I concede that such a thing may be necessary in your fish-out-of-water drama or your sci-fi/fantasy epic where the story is more about the world than the characters and the audience needs someone to experience it with. But I want to see more game stories where the plot is driven by the actions of the main character, rooted in conscious decision for complicated personal reasons. Rather than just having them stumble upon adventure, or get sucked up into space on their way home from the chip shop.

Getting back to Kratos. There’s one thing I don’t like about his character, and that’s the fact that he’s inconsistent between God of War 1 and 2. To be brief, he becomes like Batman. Watch with awe as I explain that sentence.

**Direction A:**
Please translate this sentence from the passage on game characters into Spanish: "There’s one thing I don’t like about his character, and that’s the fact that he’s inconsistent between God of War 1 and 2."
**Direction B:**
Write a continuation of the passage on game characters, beginning right after its final sentence.

[Records from a dataset]
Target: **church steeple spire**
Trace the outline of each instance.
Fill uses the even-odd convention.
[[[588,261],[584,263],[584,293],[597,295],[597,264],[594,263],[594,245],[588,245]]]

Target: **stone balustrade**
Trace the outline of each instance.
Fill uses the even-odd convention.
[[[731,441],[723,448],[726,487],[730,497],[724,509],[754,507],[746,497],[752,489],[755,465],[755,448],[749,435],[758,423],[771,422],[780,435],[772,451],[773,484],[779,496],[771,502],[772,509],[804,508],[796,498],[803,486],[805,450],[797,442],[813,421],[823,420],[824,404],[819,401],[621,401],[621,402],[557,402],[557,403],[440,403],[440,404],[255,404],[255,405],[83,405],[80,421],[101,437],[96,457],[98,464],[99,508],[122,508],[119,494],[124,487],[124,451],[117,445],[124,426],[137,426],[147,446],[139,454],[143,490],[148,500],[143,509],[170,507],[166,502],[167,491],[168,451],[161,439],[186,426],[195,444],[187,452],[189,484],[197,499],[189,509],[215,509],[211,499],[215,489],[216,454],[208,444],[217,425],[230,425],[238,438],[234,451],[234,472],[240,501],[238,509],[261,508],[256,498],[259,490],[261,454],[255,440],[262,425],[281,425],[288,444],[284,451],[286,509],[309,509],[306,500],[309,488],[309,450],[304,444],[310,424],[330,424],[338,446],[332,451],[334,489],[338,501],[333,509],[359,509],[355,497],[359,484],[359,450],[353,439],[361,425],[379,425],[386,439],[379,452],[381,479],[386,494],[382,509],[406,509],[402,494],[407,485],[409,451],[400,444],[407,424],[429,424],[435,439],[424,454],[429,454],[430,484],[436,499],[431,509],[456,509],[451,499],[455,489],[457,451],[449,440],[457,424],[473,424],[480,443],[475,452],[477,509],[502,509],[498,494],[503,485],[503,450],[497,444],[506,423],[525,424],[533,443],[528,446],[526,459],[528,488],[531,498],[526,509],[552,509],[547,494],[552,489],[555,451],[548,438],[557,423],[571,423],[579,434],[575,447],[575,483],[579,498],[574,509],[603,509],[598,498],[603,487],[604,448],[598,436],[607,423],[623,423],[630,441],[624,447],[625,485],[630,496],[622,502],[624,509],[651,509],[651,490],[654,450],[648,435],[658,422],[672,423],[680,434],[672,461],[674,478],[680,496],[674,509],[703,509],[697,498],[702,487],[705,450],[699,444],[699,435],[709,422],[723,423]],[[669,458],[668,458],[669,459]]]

**Final answer A:**
Hay una cosa que no me gusta de su personaje, y es el hecho de que es incoherente entre God of War 1 y 2.

**Final answer B:**
Kratos in God of War 1 is a character that suffers tragedy, rather than being the source of it. He’s also a bit more of a pussy. Not that you’d still want to say that to his face, but on the Girl Scout to Jason Voorhees scale, he’s slightly closer to the mint thin brigade than he is in later games. The guy commits suicide as his very first on-screen action, for god’s sake. He sometimes points his big slab-like brow downwards in remorse for what he has become. There are a few moments when people run away from him, calling him a monster and the direction implies we’re supposed to feel sorry for him. And most importantly, he actually manages to converse and deal with a few individuals without cutting their arms and legs off. Throughout the course of the game, we learn the event that made Kratos so guilt-ridden and determined (not really a spoiler since the third fucking game is out): That he was tricked by Ares into murdering his own family. Ares was counting on Kratos’ not being able to stop for two seconds to look around the room before he started swinging his choppers about.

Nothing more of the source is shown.